* [BRIEF]: Rewrite the material below with "Mark each instance with one pin" changed to "Place one pin on each instance" everywhere it occurs, keeping every other word the same. Leave the pictures out of your answer.

* [PROVIDED DATA]:
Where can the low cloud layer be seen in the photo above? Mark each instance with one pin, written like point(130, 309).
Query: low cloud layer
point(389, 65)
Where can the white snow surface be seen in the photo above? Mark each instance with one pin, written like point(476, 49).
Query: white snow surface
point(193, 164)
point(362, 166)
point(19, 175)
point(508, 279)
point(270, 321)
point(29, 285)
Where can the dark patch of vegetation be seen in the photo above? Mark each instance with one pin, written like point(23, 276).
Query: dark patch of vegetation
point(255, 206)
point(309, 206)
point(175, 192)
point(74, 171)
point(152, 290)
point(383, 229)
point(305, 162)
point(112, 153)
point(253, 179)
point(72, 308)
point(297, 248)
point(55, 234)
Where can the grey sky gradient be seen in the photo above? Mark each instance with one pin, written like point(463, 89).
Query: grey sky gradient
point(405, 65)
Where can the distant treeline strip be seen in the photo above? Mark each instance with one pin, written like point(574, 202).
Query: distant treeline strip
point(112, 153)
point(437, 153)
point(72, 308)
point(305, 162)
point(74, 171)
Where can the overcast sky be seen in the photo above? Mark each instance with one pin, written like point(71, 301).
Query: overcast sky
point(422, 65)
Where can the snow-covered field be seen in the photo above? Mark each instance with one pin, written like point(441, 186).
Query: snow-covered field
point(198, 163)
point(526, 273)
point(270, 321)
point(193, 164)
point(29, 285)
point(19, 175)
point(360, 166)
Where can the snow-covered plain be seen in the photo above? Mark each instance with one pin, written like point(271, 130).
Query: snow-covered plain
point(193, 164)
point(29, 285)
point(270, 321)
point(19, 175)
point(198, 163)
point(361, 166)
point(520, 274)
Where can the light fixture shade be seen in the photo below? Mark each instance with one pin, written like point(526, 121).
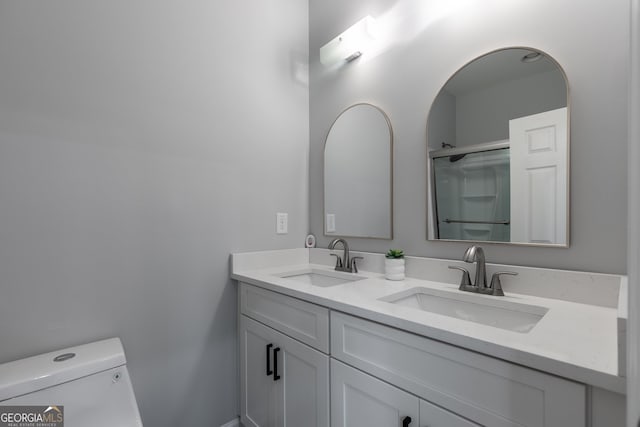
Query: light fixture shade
point(350, 44)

* [WRITTEN RESPONSE]:
Where can the low cloud layer be seen in the photo above? Place one pin on each instance, written like point(130, 309).
Query: low cloud layer
point(389, 65)
Where can the white snow surface be seen in the photo above? Place one pin on each instance, written like point(476, 49).
Query: white snow surface
point(193, 164)
point(362, 166)
point(19, 175)
point(508, 279)
point(270, 321)
point(29, 285)
Where can the dark patch of vegetation be seen in the photo above? Place one pin on each instance, written like point(23, 276).
Query: dark patch of vegetation
point(255, 206)
point(309, 206)
point(175, 192)
point(74, 171)
point(152, 290)
point(383, 229)
point(305, 162)
point(112, 153)
point(253, 179)
point(72, 308)
point(297, 248)
point(55, 234)
Where can the grey sky gradient be seen in the photo above? Place one pin on each instance, written like point(463, 89).
Query: grey sky gradient
point(405, 65)
Where can the distant treeline strip be seen in the photo above? Place one pin on each instance, written like point(574, 202).
Query: distant treeline strip
point(112, 153)
point(437, 153)
point(72, 308)
point(305, 162)
point(74, 171)
Where can the overcast sky be seen in the photo above? Place one pin on each instance, written like point(71, 301).
Query: overcast sky
point(422, 65)
Where can the snow-covered field be seen in the photo above? Place one pin on each instance, written like point(441, 186).
Query: snow-covered field
point(198, 163)
point(526, 273)
point(270, 321)
point(193, 164)
point(29, 285)
point(19, 175)
point(360, 166)
Where can the snow-covered plain be seen in the photo above? Place one pin on each instance, written like point(271, 130).
Query: snow-covered plain
point(193, 164)
point(29, 285)
point(270, 321)
point(19, 175)
point(198, 163)
point(361, 166)
point(520, 274)
Where can the light fixture shade be seen in the photo below? Place one pin on each instance, written like point(526, 121).
Query: light fixture shade
point(350, 44)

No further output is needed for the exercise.